• [WHAT TO WORK ON] Output every line of the listing, exactly and completely.
Start of Block
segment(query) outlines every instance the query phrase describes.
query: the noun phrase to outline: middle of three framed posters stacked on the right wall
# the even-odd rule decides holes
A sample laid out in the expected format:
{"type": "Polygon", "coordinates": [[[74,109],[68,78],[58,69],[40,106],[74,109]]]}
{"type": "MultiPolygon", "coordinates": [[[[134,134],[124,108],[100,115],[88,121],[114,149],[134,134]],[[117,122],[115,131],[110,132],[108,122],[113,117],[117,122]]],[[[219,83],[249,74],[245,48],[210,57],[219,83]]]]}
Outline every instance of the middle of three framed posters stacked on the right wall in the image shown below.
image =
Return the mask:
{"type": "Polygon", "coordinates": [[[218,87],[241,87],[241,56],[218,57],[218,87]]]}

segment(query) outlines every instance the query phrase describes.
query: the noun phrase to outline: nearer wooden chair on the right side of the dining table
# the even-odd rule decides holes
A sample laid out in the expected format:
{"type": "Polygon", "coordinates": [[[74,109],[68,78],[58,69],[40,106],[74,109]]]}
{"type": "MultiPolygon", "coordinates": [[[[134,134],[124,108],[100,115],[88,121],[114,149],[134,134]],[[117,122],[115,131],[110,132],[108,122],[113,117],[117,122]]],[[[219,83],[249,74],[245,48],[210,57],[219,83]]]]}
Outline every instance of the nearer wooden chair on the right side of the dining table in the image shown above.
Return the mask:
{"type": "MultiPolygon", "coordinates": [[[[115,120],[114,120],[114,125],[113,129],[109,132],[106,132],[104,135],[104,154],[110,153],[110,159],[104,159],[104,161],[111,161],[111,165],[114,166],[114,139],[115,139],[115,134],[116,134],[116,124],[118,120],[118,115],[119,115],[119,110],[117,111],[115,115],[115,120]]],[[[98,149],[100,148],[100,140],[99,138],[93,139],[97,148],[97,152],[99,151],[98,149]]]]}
End of Block
• [ANSWER TO THIS PROBLEM]
segment(query) outlines every instance the query phrase describes.
query: the noun phrase to outline: middle of three framed posters stacked on the right wall
# the even-odd rule decides holes
A sample laid out in the expected format:
{"type": "Polygon", "coordinates": [[[74,109],[68,78],[58,69],[40,106],[74,109]]]}
{"type": "MultiPolygon", "coordinates": [[[[134,134],[124,108],[100,115],[88,121],[114,149],[134,134]],[[117,122],[115,131],[110,132],[108,122],[113,117],[117,122]]],[[[219,83],[249,74],[245,48],[210,57],[219,83]]]]}
Outline every instance of the middle of three framed posters stacked on the right wall in the image shown below.
image =
Return the mask:
{"type": "Polygon", "coordinates": [[[218,87],[241,87],[241,56],[218,57],[218,87]]]}

segment(query) outlines every instance the query phrase describes.
query: the noun phrase to outline: nearer wooden chair on the right side of the dining table
# the even-odd rule decides holes
A sample laid out in the expected format:
{"type": "Polygon", "coordinates": [[[74,109],[68,78],[58,69],[40,106],[74,109]]]}
{"type": "MultiPolygon", "coordinates": [[[[134,134],[124,108],[100,115],[88,121],[114,149],[134,134]],[[117,122],[115,131],[110,132],[108,122],[113,117],[117,122]]],[[[219,83],[249,74],[245,48],[210,57],[219,83]]]]}
Outline every instance of the nearer wooden chair on the right side of the dining table in the image shown above.
Return the mask:
{"type": "MultiPolygon", "coordinates": [[[[115,120],[114,120],[114,125],[113,129],[109,132],[106,132],[104,135],[104,154],[110,153],[110,159],[104,159],[104,161],[111,161],[111,165],[114,166],[114,139],[115,139],[115,134],[116,134],[116,124],[118,120],[118,115],[119,115],[119,110],[117,111],[115,115],[115,120]]],[[[98,149],[100,148],[100,140],[99,138],[93,139],[97,148],[97,152],[99,151],[98,149]]]]}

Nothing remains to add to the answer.